• **EXTRACTED RECORDS**:
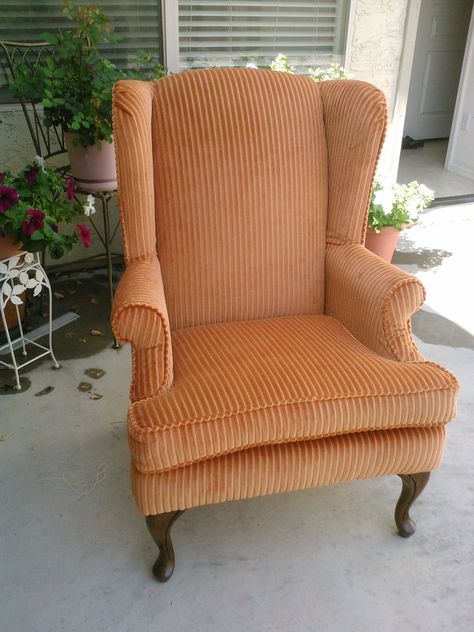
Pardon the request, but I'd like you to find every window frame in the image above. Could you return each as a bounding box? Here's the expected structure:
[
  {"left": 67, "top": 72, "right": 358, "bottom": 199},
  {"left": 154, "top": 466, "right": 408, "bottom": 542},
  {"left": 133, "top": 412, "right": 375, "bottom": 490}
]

• **WHAT IS EXPECTED**:
Print the lines above word for word, leaving out the pictures.

• **TASK ANSWER**:
Pardon the request, but I'd like you to find every window frame in the image above. Could you return each as a bounding box? Here's the expected structure:
[
  {"left": 67, "top": 72, "right": 358, "bottom": 199},
  {"left": 154, "top": 466, "right": 408, "bottom": 542},
  {"left": 133, "top": 412, "right": 375, "bottom": 490}
]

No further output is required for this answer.